TEXTO PARA REVISAR
Anochecía afuera de su modesto departamento de la colonia Roma —decorado con añoranzas por Monterrey— cuando Rosario Ibarra, con los ojos iluminados, hizo salir de una habitación a un hombre de mediana edad y gesto taciturno, quien se identificó ante el reportero con el mismo nombre incluido en un reporte gubernamental que describía con la misma frase cientos de casos denunciados como víctimas de desaparición forzada a manos de comandos militares, paramilitares o policiacos:

“El señor…, miembro del grupo subversivo denominado…, participó en un enfrentamiento contra fuerzas del orden, en el que murió; sus compañeros huyeron llevándose el cadáver…”.

Ibarra de la Garza —siempre le incomodó que se le añadiera el “de Piedra”, por su esposo— argumentó aquella vez que si ese “desaparecido” había salido de la clandestinidad para acogerse a la amnistía de 1978 dictada por José López Portillo, muchos más podrían salir de las sombras o ser rescatados de mazmorras gubernamentales.

Y ¿por qué no? quizá entre ellos su hijo, Jesús Piedra Ibarra, que a los 25 años había entrado al clandestinaje en 1971; dos años después le dijeron a su madre que estaba detenido en el Campo Militar Número 1, como supuesto integrante de la Liga Comunista 23 de Septiembre, pero su destino se esfumó en la penumbra de un aparato represor conducido desde los más altos niveles del Estado en una historia de terror que 50 años después no se nos acaba de revelar.

En el gobierno López Obrador hay un nuevo y discreto intento, el segundo en dos décadas, conducido por Alejandro Encinas con el eje de que estos crímenes desde el poder se extendieron al menos hasta 1988, con el asesinato de activistas en la campaña presidencial de Cuauhtémoc Cárdenas.

Poco o nada existiría del reclamo por los desaparecidos a causa de la violencia política y de la brutalidad de las mafias, sin el impulso de Rosario Ibarra, recién fallecida en medio de la desmemoria de casi todos, apenas matizada por el propio López Obrador, que en 2018 puso su nombre en la boleta con la que votó, a lo que se sumó que el Senado la otorgara la medalla “Belisario Domínguez” en 2019.

(Entradas del conjunto de datos)

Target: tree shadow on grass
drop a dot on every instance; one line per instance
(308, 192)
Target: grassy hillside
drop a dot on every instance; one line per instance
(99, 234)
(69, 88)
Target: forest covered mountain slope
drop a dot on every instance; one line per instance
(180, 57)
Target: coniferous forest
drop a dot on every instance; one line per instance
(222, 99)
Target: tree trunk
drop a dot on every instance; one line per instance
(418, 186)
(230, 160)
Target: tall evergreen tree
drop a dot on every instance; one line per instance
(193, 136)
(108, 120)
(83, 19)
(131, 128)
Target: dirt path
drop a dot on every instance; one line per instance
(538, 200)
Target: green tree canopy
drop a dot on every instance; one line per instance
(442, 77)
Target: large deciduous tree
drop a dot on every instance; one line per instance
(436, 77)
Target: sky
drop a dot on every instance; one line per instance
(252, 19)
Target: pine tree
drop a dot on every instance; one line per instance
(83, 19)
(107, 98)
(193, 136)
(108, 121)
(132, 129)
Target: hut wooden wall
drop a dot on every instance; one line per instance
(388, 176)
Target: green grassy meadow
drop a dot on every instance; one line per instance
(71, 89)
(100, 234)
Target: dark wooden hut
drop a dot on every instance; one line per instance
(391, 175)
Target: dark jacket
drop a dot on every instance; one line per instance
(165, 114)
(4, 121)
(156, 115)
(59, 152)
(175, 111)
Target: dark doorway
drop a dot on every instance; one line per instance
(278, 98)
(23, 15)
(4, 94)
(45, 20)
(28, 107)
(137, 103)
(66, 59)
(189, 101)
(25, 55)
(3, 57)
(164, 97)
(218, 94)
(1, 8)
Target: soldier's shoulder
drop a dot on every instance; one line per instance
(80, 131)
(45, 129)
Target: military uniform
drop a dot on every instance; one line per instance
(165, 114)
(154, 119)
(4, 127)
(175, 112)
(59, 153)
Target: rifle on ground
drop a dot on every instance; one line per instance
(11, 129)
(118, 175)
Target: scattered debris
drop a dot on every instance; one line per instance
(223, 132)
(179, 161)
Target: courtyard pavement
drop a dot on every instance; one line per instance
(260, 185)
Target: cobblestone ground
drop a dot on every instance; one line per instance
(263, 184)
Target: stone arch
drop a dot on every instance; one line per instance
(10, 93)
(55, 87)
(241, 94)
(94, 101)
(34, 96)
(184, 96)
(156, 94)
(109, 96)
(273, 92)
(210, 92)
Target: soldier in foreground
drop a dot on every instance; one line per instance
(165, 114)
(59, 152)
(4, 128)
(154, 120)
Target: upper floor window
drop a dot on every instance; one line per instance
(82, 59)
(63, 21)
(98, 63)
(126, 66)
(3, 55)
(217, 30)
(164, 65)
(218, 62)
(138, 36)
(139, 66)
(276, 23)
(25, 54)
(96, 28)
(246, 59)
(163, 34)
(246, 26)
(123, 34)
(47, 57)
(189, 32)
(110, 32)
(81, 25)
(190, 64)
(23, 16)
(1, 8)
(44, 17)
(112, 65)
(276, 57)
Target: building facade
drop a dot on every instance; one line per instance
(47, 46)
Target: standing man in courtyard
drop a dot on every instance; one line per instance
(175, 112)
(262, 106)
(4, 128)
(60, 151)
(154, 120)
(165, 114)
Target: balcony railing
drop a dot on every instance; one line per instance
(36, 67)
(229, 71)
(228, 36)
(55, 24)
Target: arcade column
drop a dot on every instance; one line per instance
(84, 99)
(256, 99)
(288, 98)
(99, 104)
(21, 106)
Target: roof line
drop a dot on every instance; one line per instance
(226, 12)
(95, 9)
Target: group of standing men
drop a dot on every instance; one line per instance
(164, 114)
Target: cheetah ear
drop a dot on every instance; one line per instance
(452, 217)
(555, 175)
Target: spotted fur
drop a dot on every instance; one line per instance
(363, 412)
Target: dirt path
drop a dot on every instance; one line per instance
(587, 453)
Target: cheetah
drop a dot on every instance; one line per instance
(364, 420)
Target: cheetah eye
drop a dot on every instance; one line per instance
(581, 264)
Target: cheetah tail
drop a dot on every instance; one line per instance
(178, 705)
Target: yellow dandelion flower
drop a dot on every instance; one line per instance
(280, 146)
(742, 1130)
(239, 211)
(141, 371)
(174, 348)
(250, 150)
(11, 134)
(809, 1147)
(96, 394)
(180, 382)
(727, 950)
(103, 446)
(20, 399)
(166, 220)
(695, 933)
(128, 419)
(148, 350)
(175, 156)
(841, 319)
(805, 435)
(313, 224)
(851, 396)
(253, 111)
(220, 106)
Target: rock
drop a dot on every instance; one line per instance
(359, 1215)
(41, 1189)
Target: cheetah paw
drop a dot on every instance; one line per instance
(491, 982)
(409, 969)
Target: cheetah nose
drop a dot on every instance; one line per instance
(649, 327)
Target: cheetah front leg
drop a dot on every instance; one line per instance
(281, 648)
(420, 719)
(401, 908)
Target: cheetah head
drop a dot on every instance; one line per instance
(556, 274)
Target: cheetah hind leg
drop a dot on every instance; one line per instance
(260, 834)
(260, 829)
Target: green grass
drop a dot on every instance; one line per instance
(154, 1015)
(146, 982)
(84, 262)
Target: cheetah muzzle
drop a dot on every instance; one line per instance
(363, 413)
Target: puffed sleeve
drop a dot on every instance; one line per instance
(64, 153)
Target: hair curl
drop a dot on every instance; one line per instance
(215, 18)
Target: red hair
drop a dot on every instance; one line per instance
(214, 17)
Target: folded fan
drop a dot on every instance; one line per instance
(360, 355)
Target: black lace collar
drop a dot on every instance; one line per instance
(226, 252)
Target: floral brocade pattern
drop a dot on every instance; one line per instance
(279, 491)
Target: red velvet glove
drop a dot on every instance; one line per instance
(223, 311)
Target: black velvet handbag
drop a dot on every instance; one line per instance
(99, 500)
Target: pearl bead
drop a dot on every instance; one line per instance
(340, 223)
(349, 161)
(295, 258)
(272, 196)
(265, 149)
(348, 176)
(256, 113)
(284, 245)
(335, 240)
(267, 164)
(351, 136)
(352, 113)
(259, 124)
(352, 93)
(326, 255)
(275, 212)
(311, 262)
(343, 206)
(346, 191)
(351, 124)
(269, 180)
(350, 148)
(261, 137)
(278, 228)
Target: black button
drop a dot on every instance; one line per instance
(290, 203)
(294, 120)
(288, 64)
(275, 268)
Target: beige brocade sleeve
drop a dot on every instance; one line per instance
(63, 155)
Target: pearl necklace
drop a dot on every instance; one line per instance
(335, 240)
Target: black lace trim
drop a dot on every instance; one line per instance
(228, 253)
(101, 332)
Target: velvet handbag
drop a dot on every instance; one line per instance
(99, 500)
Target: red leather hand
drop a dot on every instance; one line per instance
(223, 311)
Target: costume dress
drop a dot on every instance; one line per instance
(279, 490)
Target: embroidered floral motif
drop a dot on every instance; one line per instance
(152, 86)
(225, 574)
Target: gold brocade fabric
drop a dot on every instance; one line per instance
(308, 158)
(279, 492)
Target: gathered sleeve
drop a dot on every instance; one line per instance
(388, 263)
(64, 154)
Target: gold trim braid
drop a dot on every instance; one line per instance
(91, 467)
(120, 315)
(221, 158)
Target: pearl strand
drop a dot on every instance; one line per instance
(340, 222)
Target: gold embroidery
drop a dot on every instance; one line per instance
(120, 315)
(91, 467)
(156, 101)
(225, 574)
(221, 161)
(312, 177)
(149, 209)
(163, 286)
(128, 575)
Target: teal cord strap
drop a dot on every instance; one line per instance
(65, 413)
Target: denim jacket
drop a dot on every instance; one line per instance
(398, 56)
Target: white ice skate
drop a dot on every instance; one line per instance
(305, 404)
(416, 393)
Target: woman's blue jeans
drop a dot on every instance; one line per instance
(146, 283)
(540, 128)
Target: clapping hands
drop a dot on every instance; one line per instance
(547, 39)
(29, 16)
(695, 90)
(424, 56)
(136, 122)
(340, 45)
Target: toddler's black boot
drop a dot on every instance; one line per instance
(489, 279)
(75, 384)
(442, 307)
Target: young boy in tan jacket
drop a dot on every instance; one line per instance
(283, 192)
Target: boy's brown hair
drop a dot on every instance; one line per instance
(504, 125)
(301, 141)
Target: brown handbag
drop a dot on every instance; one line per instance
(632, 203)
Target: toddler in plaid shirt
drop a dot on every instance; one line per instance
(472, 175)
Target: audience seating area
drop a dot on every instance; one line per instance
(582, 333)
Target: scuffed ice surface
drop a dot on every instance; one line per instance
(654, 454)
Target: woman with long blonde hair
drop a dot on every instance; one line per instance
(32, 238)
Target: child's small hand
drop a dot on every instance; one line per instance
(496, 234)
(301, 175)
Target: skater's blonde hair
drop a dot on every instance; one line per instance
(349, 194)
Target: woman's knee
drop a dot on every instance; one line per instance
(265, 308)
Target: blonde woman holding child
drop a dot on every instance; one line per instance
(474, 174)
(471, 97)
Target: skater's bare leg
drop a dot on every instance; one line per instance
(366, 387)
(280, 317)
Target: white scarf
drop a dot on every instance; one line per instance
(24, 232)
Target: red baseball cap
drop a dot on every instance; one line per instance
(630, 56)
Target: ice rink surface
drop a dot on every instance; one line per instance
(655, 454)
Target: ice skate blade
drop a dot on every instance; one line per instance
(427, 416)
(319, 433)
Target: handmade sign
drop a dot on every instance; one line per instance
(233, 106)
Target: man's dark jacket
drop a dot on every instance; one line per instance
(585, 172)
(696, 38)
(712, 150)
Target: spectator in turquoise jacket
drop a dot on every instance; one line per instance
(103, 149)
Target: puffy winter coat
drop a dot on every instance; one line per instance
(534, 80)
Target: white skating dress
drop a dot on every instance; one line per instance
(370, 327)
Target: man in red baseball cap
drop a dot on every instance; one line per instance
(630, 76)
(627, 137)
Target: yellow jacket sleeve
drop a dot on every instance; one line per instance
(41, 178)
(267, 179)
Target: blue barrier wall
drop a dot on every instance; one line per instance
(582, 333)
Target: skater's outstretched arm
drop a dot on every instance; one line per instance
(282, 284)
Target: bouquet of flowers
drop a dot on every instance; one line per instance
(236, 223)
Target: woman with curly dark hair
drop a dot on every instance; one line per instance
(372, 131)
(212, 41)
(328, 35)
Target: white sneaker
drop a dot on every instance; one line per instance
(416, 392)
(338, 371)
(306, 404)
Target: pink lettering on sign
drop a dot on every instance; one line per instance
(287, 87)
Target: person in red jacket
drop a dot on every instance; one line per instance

QUÉ SE PIDE
1. Según el texto sobre Rosario Ibarra, ¿qué distinción le otorgó el Senado en 2019?
2. Con base en el texto sobre Rosario Ibarra, explica por qué ella argumentó que muchos más desaparecidos podrían salir de las sombras o ser rescatados.
3. Retoma el texto sobre Rosario Ibarra justo después de su último párrafo.

RESPUESTAS
1. La medalla “Belisario Domínguez”.

2. El hombre que presentó al reportero figuraba en un reporte gubernamental como muerto en un enfrentamiento. Sin embargo, había salido de la clandestinidad para acogerse a la amnistía de 1978 dictada por José López Portillo. Si ese "desaparecido" estaba vivo, otros también podrían aparecer o ser rescatados de mazmorras gubernamentales.

3.
Actos del todo insuficientes para quien dedicó décadas al solo reclamo de una verdad que nos hace falta a todos si nadie desea que esa pesadilla se repita. La mujer que cuando se le preguntaba cómo soportaba lucha y duelo, respondía: “Lloro cuando me baño, para que mi familia no me vea”.

Rosario Ibarra no fue, como se pretende, la ama de casa clasemediera regiomontana arrancada de su hogar por los “extravíos revolucionarios” de su hijo. Sí, la nieta de una abuela anarquista, la hija de un exmilitar revolucionario, la esposa de Jesús Piedra Rosales, médico, ateo y militante del Partido Comunista Mexicano. Suegra de Germán Segovia, que en 1972 secuestró un avión para desviarlo hacia La Habana. La “madre coraje” de un país roto.

Fue la misma Rosario Ibarra que protagonizó cientos de marchas, plantones, huelgas de hambre, dos candidaturas presidenciales —la primera mujer en ser postulada—, y que insistió en su reclamo ante todo tipo de personajes.

“Usted sabe, dígalo”, le espetó al entonces expresidente José López Portillo durante una comida de colaboradores editoriales en las instalaciones de EL UNIVERSAL.

Lo mismo hizo con Fernando Gutiérrez Barrios, tan conocedor de esta tragedia nacional. El mismo que alguna vez declaró: “Todo eso (la guerra sucia) fue producto de una decisión de Estado. Para revelarse lo que ahí ocurrió, se precisa de una decisión del mismo tipo”.